■ 本文
· · · ·

2013年9月29日日曜日

「分からずとも」 創世記37:12~28

 私の説教の際、断続的に一書説教を行っています。六十六巻ある聖書のうち、一つの書をまるごと扱う説教。そして説教を聞いた後は、是非扱われた箇所をお読み下さいとお伝えしてきました。
先週が第一列王記。いかがでしょうか。第一列王記を読むことに取り組まれていますでしょうか。先週の説教の後、ある方が「これまでさぼってきたので、まだ列王記に到達していません。このままでは、どんどん遅れそうです。」と声をかけて下さいました。その方に申し上げたのは、「これまでのことは置いておき、とりあえず第一列王記を読むことをお勧めいたします。」ということです。説教を聞いた後で、その記憶があるうちに実際にその箇所を読むと、より理解が深まると思います。まだ取り組まれていない方は、どうぞ第一列王記を読むことをお勧めいたします。
ところで、第一列王記以外にも皆さまに読んでもらいたい箇所があります。それは週報とともに配布しております祈祷表にある聖書通読の箇所です。一書説教の度に、聖書を読むことが勧められるのに、それとは別の箇所が祈祷表に載っている。これでは、どちらを読んだら良いのか。混乱されている方がいらっしゃるでしょうか。お勧めしたいのは、どちらも読むことです。一書説教の際には、扱われた書を。それと同時に祈祷表の箇所も。どちらも読むことをお勧めいたします。「礼拝説教であの牧師は聖書を読むことばかり勧めてくる。」と言われそうですが、その通り。そればかり勧めているのです。愛する四日市キリスト教会が、聖書を読むという点でも強き教会になることを強く願っているところです。
 このようなことを考えまして、今日の説教で扱いますのは、祈祷表に載っている昨日の聖書箇所、創世記三十七章としました。祈祷表に従って聖書を読んでいる方には、同じ箇所から私がどのようなことを考えたのか分かち合うことになります。読んでおられない方は、これを機に、続く章から読み進めて頂ければと思います。

 創世記三十七章はヨセフが兄弟たちに奴隷として売られる記録。創世記はアブラハム、イサク、ヤコブと人物に焦点を合わせて記事が進められていますが、ヤコブの子どものうち、主にヨセフに焦点が当てられるところ。
 ヤコブの子どもは、男子で十二人いましたが、なぜヨセフは兄弟に嫌われ、奴隷として売られることになったのか。その原因は、父ヤコブが子どもたちの中でも、特にヨセフを愛し、特別な扱いをしたからでした。またヨセフはヨセフで、そのことを鼻にかけていた節があります。兄弟たちは父の寵愛を受けているヨセフが気にくわなかった。ある意味で、その嫉妬、怒りは当然のことでした。
ヨセフはエジプトに奴隷として売られ、その後、冤罪で囚人となる。ところがその後でエジプトの大臣となる。おそらくは聖書中、最も劇的な人生を送ることになる人。「事実は小説より奇なり」という言葉を地でいく人。このヨセフの生涯は、創世記後半の山場となりますが、今日はそのヨセフの劇的な人生の幕開けとなる記事となります。

· · · ·

■ 渡された行
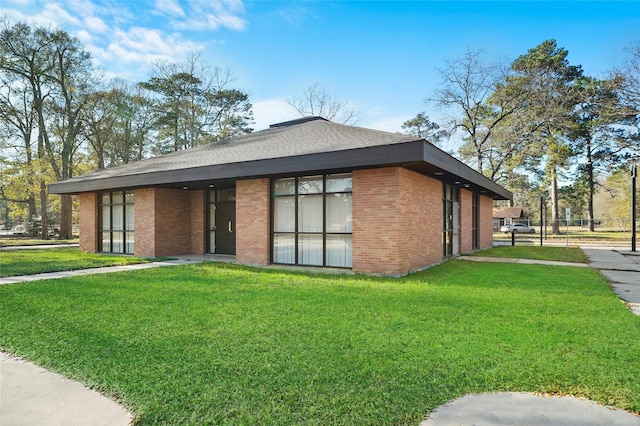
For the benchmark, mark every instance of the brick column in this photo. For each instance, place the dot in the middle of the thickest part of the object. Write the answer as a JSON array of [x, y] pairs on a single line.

· · · ·

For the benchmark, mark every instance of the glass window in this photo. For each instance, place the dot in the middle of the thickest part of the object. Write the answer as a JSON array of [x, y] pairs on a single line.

· · · ·

本文の「ところで、第一列王記以外にも」から「み進めて頂ければと思います。」までを、はじめと終わりの言葉も入れて、一字も変えずに書き出してください。

ところで、第一列王記以外にも皆さまに読んでもらいたい箇所があります。それは週報とともに配布しております祈祷表にある聖書通読の箇所です。一書説教の度に、聖書を読むことが勧められるのに、それとは別の箇所が祈祷表に載っている。これでは、どちらを読んだら良いのか。混乱されている方がいらっしゃるでしょうか。お勧めしたいのは、どちらも読むことです。一書説教の際には、扱われた書を。それと同時に祈祷表の箇所も。どちらも読むことをお勧めいたします。「礼拝説教であの牧師は聖書を読むことばかり勧めてくる。」と言われそうですが、その通り。そればかり勧めているのです。愛する四日市キリスト教会が、聖書を読むという点でも強き教会になることを強く願っているところです。
 このようなことを考えまして、今日の説教で扱いますのは、祈祷表に載っている昨日の聖書箇所、創世記三十七章としました。祈祷表に従って聖書を読んでいる方には、同じ箇所から私がどのようなことを考えたのか分かち合うことになります。読んでおられない方は、これを機に、続く章から読み進めて頂ければと思います。